» **Extract provided**:
My solution to this old post:
// Words to match
var words = ["dell", "ledl", "abc", "cba"],
map = {};
//Normalize all the words
var normalizedWords = words.map( function( word ){
return word.split('').sort().join('');
});
//Create a map: normalizedWord -> real word(s)
normalizedWords.forEach( function ( normalizedWord, index){
map[normalizedWord] = map[normalizedWord] || [];
map[normalizedWord].push( words[index] );
});
//All entries in the map with an array with size > 1 are anagrams
Object.keys( map ).forEach( function( normalizedWord , index ){
var combinations = map[normalizedWord];
if( combinations.length > 1 ){
console.log( index + ". " + combinations.join(' ') );
}
});
Basically I normalize every word by sorting its characters so stackoverflow would be acefkloorstvw, build a map between normalized words and the original words, determine which normalized word has more than 1 word attached to it -> That's an anagram.

Maybe this?
function anagram (array) {
var organized = {};
for (var i = 0; i < array.length; i++) {
var word = array[i].split('').sort().join('');
if (!organized.hasOwnProperty(word)) {
organized[word] = [];
}
organized[word].push(array[i]);
}
return organized;
}
anagram(['kmno', 'okmn', 'omkn', 'dell', 'ledl', 'ok', 'ko']) // Example
It'd return something like
{
dell: ['dell', 'ledl'],
kmno: ['kmno', okmn', 'omkn'],
ko: ['ok', ko']
}
It's a simple version of what you wanted and certainly it could be improved avoiding duplicates for example.

My two cents.
This approach uses XOR on each character in both words. If the result is 0, then you have an anagram. This solution assumes case sensitivity.
let first = ['Sower', 'dad', 'drown', 'elbow']
let second = ['Swore', 'add', 'down', 'below']
// XOR all characters in both words
function isAnagram(first, second) {
// Word lengths must be equal for anagram to exist
if (first.length !== second.length) {
return false
}
let a = first.charCodeAt(0) ^ second.charCodeAt(0)

» **Exercise objective**:
Determine whether each statement agrees with the anagram thread above, answering yes or no and quoting the words of the thread that decide it. (a) The first solution normalizes each word by sorting its characters. (b) The XOR approach treats uppercase and lowercase letters as the same. (c) The author of the second solution presents it as already free of duplicates.

» **Material supplied**:
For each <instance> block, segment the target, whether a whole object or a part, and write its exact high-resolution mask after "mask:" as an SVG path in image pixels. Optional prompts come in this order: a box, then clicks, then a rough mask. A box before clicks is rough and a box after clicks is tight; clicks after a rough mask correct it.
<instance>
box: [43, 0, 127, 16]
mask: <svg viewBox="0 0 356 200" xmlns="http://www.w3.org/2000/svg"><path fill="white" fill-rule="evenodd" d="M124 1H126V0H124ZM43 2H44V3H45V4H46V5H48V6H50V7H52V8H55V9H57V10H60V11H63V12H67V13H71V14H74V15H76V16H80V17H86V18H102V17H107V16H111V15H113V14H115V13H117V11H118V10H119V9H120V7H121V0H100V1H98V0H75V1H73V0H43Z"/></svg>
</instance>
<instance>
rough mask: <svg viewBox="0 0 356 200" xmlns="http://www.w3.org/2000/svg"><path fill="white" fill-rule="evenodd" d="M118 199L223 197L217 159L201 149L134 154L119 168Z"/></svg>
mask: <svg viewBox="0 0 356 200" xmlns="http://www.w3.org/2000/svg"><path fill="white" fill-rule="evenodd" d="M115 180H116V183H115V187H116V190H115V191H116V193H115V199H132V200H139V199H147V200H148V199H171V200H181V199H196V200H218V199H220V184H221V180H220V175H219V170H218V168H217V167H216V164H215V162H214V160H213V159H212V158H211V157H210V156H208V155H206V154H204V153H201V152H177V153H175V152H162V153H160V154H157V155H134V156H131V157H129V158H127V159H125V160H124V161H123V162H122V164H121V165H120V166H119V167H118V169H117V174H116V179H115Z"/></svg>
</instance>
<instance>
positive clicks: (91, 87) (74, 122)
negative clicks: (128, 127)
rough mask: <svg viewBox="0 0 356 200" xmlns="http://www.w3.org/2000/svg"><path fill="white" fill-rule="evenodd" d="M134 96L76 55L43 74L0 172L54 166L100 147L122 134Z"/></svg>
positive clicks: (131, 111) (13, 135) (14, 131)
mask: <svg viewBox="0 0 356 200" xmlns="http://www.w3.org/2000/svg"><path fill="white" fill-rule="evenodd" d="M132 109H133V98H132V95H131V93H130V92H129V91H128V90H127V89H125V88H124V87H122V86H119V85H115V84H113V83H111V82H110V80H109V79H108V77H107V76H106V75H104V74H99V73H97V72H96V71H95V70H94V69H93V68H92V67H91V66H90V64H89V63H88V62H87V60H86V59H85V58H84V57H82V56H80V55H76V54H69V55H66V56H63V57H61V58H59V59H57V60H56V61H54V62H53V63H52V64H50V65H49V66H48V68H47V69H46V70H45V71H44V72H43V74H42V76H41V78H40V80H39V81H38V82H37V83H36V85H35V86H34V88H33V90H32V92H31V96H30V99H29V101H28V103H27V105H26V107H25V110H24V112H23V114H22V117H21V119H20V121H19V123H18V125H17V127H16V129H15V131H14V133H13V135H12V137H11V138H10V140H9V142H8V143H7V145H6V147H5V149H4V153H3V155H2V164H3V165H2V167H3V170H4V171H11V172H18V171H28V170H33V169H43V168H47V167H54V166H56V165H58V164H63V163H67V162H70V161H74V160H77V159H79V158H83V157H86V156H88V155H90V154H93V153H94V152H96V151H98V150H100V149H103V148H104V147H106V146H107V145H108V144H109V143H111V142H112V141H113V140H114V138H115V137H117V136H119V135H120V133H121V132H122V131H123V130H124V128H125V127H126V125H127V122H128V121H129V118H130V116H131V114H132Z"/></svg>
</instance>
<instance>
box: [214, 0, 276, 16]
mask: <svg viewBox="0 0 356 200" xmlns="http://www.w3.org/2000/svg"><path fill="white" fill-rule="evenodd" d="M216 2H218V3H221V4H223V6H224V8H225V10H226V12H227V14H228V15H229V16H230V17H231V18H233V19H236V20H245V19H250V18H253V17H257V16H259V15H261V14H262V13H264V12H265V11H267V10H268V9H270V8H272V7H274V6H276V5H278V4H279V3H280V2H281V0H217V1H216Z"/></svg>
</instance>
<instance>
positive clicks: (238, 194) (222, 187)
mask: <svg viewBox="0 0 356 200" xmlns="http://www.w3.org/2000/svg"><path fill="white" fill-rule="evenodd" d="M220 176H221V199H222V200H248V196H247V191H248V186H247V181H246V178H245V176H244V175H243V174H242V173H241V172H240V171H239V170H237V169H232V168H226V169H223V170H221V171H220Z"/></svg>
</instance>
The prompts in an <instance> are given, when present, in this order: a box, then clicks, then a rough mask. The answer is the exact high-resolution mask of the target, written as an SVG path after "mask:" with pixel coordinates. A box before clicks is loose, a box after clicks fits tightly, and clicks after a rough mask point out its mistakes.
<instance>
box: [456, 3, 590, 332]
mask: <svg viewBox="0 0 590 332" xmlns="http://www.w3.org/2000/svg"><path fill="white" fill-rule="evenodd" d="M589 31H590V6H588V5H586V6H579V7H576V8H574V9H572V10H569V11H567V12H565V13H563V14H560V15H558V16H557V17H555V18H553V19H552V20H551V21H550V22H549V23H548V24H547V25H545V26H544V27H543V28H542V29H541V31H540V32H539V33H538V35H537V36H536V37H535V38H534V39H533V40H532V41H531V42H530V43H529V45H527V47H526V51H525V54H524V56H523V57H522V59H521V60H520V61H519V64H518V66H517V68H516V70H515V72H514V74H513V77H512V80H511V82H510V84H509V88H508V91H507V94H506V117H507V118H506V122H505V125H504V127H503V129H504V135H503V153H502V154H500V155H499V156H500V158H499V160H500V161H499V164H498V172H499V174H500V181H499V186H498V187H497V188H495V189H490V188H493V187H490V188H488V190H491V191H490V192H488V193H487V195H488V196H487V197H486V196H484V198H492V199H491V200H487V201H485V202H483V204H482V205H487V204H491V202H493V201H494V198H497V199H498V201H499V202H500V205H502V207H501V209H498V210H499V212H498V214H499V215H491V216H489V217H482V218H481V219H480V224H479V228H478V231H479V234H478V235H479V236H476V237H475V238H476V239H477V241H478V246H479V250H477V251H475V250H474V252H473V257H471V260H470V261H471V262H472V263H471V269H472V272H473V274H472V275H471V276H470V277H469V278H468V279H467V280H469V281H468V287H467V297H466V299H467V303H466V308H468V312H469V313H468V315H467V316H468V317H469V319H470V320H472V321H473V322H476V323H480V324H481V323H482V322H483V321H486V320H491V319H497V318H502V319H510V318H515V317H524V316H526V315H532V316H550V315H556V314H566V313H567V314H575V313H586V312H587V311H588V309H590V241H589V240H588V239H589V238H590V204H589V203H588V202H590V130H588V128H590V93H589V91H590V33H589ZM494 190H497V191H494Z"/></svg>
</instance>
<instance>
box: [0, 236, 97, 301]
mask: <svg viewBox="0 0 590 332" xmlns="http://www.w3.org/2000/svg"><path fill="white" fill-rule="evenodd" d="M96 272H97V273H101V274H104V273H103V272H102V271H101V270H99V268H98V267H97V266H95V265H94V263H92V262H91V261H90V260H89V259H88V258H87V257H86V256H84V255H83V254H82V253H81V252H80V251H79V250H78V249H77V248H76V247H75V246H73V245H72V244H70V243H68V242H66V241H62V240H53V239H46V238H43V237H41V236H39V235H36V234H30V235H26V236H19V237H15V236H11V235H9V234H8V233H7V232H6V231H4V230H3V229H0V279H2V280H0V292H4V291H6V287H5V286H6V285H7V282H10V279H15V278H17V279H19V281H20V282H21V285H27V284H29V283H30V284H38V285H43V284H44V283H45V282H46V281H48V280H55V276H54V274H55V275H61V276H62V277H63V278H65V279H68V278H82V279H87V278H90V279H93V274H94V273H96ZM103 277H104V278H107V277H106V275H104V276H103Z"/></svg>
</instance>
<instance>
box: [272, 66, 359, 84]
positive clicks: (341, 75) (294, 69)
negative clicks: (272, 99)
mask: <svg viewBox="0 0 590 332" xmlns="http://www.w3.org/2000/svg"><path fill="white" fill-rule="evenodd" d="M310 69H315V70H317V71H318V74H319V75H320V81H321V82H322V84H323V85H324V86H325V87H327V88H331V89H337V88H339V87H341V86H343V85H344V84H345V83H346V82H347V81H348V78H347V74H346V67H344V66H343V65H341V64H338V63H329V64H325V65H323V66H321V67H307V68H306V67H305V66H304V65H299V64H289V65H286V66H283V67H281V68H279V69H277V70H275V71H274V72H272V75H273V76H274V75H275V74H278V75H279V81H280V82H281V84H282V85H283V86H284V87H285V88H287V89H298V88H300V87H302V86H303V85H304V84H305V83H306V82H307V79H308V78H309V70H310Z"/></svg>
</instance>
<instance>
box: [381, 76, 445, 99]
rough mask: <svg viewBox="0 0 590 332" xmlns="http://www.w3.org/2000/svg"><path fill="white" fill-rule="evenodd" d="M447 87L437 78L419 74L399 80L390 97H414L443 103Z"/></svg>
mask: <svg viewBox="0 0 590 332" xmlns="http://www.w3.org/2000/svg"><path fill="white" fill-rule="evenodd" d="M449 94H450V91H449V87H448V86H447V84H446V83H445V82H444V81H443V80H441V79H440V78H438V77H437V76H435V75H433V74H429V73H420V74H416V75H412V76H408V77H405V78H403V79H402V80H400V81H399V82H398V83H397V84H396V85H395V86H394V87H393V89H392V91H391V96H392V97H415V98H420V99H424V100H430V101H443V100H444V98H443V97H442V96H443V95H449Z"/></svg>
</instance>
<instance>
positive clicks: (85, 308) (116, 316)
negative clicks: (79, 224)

» **Task output**:
(a) Yes: "I normalize every word by sorting its characters"
(b) No: "This solution assumes case sensitivity."
(c) No: "certainly it could be improved avoiding duplicates for example"